[Image location labeling entries]
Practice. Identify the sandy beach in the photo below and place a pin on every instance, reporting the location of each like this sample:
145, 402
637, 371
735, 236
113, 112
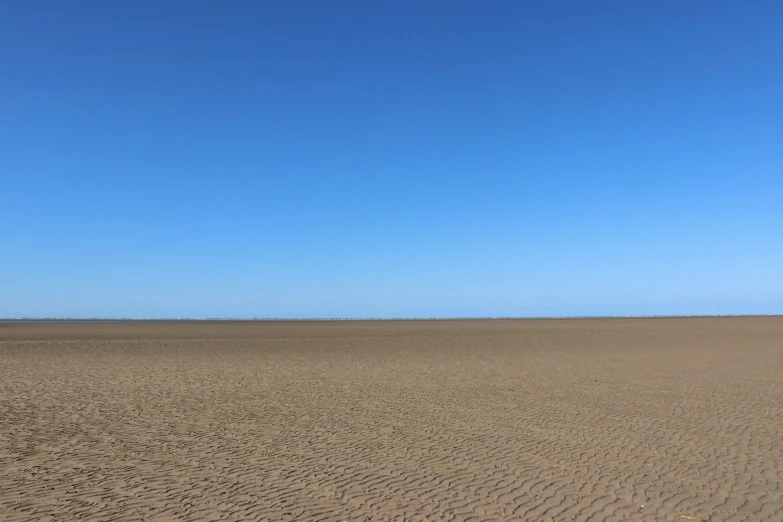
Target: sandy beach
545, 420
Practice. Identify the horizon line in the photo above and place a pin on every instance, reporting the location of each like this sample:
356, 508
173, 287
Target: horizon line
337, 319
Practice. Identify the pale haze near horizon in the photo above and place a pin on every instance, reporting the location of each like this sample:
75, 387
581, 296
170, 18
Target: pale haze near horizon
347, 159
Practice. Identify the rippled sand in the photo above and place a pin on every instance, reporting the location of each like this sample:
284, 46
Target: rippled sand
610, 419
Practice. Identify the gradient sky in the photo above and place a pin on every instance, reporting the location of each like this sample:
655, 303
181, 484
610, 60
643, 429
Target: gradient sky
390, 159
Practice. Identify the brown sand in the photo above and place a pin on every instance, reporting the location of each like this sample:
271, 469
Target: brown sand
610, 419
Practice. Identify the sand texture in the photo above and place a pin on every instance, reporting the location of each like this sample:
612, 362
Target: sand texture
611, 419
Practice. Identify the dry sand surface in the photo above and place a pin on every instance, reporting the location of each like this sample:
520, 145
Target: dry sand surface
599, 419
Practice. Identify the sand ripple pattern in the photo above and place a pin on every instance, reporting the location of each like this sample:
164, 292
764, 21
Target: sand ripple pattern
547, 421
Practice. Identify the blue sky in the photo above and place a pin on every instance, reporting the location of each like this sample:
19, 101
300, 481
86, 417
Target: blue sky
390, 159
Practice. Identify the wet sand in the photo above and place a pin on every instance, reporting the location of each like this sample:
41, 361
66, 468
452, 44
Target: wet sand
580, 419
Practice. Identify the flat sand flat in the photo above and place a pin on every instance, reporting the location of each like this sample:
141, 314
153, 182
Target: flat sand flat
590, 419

==

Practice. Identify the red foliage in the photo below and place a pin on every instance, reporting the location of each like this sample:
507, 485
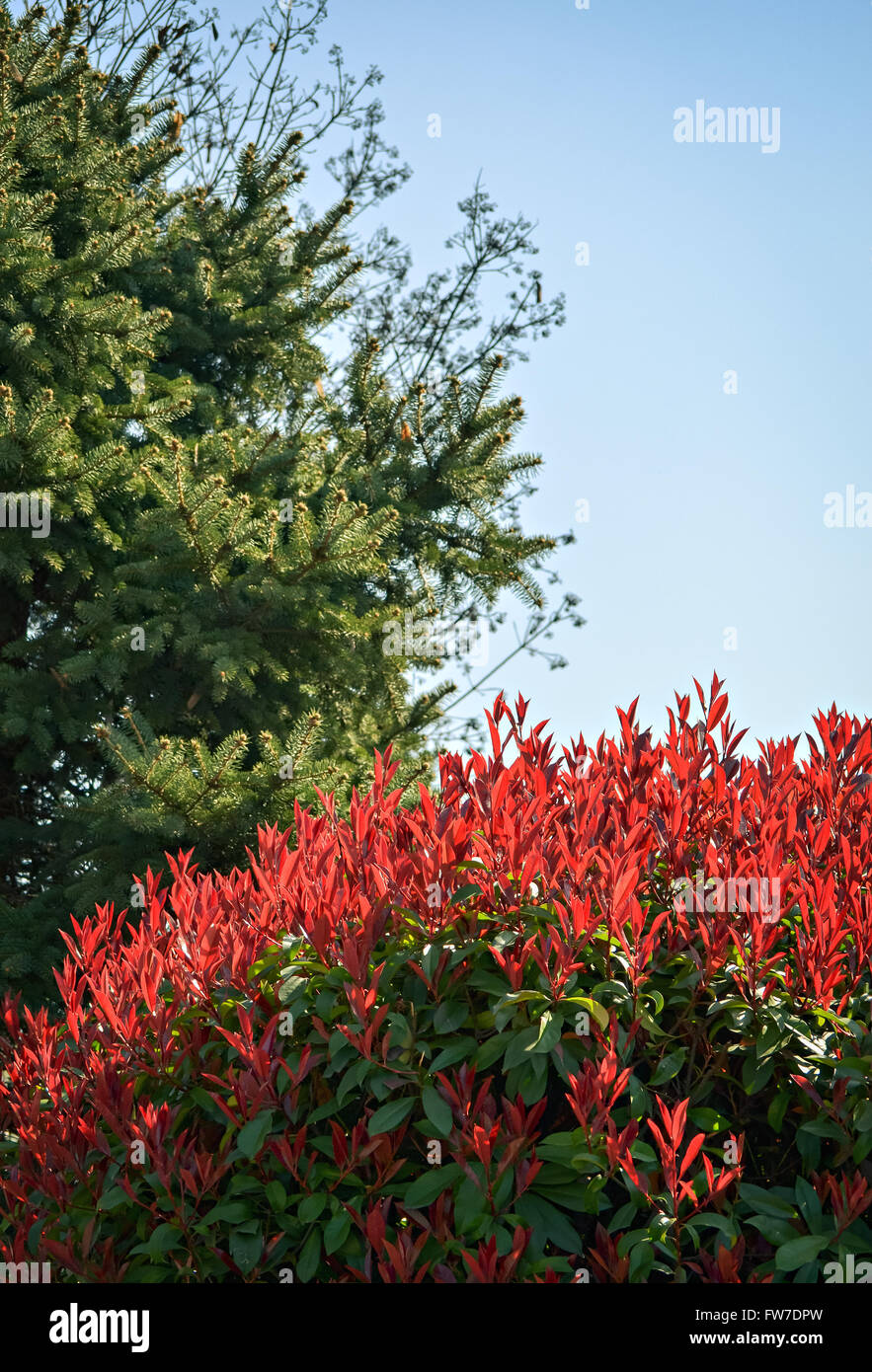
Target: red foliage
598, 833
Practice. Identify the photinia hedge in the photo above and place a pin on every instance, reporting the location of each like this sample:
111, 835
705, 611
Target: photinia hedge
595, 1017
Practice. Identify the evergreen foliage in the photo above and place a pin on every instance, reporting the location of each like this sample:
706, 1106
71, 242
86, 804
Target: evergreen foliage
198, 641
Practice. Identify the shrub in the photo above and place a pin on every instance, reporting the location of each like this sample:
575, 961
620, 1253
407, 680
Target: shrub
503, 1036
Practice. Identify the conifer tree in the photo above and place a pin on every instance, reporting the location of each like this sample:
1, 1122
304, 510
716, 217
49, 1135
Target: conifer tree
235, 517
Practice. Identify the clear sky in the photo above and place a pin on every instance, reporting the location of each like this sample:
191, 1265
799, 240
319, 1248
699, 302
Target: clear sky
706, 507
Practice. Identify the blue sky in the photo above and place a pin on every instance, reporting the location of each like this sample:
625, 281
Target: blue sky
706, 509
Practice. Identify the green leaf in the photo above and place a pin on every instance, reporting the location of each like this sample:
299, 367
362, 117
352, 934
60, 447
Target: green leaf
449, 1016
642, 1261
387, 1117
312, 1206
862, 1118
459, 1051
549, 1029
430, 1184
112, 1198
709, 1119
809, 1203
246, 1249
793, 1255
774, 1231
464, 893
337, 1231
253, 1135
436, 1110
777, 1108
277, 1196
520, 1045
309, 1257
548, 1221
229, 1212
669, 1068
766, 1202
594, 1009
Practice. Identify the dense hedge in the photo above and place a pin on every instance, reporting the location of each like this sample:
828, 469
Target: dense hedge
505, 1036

==

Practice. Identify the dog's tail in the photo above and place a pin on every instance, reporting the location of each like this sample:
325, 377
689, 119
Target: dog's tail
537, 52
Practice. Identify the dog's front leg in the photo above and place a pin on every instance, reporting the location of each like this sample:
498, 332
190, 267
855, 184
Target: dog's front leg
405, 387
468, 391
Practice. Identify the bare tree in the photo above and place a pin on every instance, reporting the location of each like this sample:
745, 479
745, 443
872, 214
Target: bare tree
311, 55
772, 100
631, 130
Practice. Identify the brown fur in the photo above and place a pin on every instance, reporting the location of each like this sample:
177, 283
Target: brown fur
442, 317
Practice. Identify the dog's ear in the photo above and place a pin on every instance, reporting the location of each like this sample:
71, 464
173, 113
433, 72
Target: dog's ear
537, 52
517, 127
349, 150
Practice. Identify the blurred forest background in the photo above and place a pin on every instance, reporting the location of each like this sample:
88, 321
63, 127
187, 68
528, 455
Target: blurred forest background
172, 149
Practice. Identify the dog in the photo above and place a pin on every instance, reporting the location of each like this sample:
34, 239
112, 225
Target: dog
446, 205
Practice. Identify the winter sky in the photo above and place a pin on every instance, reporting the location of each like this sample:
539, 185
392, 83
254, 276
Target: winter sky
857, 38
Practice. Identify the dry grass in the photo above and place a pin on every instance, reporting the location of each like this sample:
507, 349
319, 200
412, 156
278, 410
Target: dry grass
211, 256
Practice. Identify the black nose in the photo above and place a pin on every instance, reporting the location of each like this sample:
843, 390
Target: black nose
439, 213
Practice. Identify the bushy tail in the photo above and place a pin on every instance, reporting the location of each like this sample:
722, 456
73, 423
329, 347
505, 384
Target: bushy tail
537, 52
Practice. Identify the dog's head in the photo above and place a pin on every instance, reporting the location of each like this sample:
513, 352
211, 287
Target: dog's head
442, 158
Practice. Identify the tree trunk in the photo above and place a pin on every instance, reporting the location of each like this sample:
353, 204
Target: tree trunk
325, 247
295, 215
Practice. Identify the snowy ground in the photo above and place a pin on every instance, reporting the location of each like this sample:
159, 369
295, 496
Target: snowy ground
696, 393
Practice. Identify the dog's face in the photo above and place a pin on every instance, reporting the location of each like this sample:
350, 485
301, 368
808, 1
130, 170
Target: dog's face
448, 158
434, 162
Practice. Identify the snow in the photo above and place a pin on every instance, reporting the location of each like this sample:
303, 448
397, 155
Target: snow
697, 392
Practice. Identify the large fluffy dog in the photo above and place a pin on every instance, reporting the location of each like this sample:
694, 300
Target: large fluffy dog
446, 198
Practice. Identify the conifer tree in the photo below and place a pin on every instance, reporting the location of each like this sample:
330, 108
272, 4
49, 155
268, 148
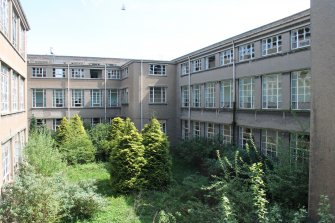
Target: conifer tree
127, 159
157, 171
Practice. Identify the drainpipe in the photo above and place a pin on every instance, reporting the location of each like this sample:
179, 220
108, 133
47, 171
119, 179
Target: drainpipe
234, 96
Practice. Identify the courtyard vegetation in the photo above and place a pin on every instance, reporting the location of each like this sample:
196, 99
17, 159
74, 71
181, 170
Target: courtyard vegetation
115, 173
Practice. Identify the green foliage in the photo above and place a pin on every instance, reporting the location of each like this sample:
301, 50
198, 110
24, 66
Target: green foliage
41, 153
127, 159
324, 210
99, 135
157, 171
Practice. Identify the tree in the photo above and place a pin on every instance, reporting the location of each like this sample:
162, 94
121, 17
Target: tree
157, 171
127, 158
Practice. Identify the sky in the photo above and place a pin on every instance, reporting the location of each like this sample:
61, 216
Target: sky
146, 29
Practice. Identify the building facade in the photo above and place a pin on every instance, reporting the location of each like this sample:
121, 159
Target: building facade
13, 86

*WHAT TO PRODUCE*
Gather every line of the material above that contains the string "below", and copy each of those lines in full.

*TASK OUTPUT*
Practice. Identify the sandy beach in the photo below and place a pin on every instance, reporting the location of each like this sample:
Practice. Identify the red foliage in the photo below and place a pin on every instance, reporting the location of each like this sample:
Practice. Identify the conifer tree in the photo below and place a pin on every instance, reporting the location of each like this sample:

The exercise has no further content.